**Instruction**
Display every line in the items below that contains the word "green".

[Data entries]
Begin

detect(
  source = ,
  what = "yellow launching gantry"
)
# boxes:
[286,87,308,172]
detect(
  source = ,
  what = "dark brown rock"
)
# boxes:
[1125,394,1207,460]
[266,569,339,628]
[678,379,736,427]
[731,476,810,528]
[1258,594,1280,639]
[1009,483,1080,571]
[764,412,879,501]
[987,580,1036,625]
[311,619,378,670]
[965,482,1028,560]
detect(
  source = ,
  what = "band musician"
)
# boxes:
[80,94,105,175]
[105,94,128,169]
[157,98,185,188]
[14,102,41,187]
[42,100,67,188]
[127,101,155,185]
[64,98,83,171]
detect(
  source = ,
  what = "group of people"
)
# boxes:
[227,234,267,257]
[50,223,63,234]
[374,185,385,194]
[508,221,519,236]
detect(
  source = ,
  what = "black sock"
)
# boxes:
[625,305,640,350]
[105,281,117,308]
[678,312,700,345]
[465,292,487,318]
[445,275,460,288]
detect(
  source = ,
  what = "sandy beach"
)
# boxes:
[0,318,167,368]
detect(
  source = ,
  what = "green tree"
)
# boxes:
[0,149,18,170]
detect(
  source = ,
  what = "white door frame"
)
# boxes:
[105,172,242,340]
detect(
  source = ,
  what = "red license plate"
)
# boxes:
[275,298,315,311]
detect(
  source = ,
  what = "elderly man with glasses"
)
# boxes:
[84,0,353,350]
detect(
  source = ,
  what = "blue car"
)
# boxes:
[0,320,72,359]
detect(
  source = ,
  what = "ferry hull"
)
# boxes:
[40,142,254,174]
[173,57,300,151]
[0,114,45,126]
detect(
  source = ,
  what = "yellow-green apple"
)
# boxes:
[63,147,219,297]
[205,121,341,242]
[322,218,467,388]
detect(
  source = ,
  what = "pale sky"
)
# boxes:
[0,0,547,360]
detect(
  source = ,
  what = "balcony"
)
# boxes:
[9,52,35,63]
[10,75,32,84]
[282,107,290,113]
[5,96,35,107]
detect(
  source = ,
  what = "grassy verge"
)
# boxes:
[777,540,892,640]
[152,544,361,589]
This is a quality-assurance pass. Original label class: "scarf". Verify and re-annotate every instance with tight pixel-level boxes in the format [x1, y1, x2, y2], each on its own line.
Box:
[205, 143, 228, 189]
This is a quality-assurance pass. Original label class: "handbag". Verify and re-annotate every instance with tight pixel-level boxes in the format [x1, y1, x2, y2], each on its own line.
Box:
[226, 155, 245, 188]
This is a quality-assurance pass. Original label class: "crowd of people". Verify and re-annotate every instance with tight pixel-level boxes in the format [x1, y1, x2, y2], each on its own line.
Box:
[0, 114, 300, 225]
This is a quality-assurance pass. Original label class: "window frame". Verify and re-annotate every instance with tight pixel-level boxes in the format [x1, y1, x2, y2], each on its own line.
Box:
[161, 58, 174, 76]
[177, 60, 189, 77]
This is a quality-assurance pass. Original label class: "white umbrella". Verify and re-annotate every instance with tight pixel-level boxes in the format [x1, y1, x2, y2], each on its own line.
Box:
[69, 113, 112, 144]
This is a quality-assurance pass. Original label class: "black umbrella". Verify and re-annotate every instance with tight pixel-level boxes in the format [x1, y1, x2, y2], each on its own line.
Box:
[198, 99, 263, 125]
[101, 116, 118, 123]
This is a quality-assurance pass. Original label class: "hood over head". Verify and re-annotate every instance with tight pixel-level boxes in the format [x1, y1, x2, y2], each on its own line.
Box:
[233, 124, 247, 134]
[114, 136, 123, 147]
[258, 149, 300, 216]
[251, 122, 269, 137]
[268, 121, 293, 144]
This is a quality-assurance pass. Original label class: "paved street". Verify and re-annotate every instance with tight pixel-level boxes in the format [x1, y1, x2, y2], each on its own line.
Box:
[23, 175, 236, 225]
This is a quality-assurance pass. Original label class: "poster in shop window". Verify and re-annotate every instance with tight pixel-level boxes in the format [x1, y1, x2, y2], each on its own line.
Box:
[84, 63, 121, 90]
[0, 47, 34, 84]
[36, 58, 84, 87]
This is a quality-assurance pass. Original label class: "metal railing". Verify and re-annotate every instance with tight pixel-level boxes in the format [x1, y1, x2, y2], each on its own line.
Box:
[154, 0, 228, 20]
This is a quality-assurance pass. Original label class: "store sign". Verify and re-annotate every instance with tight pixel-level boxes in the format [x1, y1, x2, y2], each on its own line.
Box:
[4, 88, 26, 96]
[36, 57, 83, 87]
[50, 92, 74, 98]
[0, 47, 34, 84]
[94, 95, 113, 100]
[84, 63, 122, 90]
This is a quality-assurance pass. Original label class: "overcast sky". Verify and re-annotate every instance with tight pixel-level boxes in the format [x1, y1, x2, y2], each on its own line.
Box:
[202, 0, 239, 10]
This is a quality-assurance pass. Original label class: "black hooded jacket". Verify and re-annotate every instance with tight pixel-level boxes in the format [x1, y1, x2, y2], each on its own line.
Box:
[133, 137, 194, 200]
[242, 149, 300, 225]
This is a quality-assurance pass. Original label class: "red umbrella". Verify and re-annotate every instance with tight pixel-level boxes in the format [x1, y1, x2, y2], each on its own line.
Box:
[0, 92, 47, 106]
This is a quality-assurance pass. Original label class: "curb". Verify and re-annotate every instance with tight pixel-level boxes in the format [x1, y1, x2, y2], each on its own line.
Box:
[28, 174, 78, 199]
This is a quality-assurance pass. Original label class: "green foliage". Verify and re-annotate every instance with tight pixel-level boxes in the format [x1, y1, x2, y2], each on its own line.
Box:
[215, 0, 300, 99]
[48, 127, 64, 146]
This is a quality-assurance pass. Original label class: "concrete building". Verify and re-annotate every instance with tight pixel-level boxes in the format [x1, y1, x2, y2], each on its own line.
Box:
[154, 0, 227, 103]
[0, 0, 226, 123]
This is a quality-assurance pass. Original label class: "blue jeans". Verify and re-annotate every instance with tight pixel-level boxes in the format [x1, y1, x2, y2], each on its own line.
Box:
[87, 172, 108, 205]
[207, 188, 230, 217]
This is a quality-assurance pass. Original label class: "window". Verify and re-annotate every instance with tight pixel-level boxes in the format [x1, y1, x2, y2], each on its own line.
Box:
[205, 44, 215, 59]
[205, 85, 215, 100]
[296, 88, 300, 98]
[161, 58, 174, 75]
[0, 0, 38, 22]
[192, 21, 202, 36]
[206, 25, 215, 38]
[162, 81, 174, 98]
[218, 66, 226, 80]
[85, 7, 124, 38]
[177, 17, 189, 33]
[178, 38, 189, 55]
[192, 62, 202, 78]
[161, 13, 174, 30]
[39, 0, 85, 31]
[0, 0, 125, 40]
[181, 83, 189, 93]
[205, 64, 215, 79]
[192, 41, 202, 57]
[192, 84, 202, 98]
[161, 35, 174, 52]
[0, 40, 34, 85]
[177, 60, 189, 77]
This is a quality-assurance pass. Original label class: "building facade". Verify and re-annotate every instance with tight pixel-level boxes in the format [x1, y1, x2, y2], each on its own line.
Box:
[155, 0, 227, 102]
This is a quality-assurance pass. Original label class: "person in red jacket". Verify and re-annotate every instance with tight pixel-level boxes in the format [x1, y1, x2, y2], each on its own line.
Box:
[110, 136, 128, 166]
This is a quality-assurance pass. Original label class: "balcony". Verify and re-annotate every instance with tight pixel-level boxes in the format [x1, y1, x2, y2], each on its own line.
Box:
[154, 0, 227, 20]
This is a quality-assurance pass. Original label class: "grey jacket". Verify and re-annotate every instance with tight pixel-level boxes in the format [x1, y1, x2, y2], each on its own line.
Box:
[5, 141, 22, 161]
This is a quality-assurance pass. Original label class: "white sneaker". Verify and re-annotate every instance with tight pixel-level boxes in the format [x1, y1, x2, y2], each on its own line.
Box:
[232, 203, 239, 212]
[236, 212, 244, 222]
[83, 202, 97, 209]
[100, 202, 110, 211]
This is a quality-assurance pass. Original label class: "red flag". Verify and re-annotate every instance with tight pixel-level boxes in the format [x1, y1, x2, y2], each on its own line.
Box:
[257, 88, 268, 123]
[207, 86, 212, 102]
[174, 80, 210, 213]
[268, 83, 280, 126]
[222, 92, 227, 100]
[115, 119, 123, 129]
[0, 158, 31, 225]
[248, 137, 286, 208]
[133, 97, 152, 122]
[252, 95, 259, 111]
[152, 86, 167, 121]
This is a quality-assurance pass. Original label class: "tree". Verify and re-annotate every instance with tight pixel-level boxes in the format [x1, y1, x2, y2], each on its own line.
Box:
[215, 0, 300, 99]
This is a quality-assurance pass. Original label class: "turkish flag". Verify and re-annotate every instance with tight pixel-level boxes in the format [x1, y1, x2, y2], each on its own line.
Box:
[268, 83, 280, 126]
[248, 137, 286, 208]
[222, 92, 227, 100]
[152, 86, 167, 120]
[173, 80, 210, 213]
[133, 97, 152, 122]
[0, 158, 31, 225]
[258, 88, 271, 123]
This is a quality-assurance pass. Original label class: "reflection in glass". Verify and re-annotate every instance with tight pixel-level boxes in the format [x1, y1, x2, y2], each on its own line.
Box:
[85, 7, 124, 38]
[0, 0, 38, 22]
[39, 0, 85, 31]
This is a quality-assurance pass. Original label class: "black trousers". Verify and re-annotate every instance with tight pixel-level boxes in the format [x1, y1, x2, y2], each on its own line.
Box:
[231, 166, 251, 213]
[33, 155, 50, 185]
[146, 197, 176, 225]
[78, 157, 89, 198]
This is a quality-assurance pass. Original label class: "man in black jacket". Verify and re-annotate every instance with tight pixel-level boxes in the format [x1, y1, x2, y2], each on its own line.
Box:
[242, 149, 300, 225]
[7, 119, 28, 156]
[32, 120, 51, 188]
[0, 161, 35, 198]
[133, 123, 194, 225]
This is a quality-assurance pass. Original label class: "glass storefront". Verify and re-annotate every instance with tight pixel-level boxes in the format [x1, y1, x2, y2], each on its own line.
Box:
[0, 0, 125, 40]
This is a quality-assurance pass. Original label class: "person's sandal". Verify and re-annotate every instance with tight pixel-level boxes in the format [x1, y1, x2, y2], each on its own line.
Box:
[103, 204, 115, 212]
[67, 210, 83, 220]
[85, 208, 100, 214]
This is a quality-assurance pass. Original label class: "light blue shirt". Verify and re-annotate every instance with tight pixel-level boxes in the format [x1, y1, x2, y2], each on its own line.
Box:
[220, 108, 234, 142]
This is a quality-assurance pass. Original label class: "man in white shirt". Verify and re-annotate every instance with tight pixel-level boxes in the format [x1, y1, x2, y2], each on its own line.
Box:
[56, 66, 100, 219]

End

**Solution to this problem**
  what = "green tree"
  what = "yellow-green apple"
This is a quality-assurance pass. Original label class: "green foliage". Verify and re-annotate every instance with tight pixel-level boxes in the format [x1, y1, x2, y2], each on its own line.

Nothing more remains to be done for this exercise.